Assigned task A » In the interview, where was MV living when writing the song that Tonya Pinkins sings?
Assigned task B » List every person named by full name in the interview.
Assigned task C » Pick up the interview right after TF's last question and keep it going.

Text section »
MV: For me, I just love casting. I love working with new artists. I don't know if I'll ever have children. I feel like probably not. I feel like one of the actual gifts of being queer is you don't have the same pressure to procreate, and you can kind of create your own families. I feel like with every show I've done, I've had the opportunity to be blessed with these sort of surrogate families. I just have so many different actors and artists and designers and directors I've had this amazing opportunity to collaborate with and make little art babies with. That, to me, is my favorite thing. I love singing my songs and I'm excited to have the opportunity to actually sing my own work in these shows, but I also just love getting to hear Tonya Pinkins sing my song and have it totally resonate in a way I was not expecting when I wrote it in my like closet-sized apartment in Brooklyn (laughs).
TF: You mentioned Tonya Pinkins, and you also have Annie Golden and MJ Rodriguez. Can you tell me a little about getting together this group for the first show?

(Data excerpts)
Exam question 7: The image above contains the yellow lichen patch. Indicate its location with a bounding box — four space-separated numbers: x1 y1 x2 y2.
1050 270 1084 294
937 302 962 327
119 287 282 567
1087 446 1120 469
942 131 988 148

Response A » In a closet-sized apartment in Brooklyn.

Response B » Tonya Pinkins, Annie Golden, MJ Rodriguez

Response C »
MV: THE TATTOOED LADY is an eight-person show and it's an all-female cast and that's trans-inclusive. But it's women of all shapes, sizes, ages, colors, gender identification, and all the women play all of the male characters, too. I think there are over 50 characters in the show, but there's lots of really interesting doubling that happens. For the September concert, I was just like, "I want to put together an army of badass female warriors who are all dynamic and inspiring and have the best voices of all time, but unique."
In grad school, they really encouraged us to not write roles for people who were unique and could not be replaced. And I just kind of said, "Fuck that." That's not what I'm about as an artist. I actually hate that really conservatory-trained vibrato. I would rather work with people who have a quality that is inimitable because that is part of what inspires me as a writer to want to write roles for these people. I feel like every single woman performing in this show is completely unique and unlike anyone. I chose the people I thought would present the broadest range and really show people what THE TATTOOED LADY is going to be.
TF: Along with having different musical guests, each of the shows has a different director. Can you talk about the different vibes they're bringing to it.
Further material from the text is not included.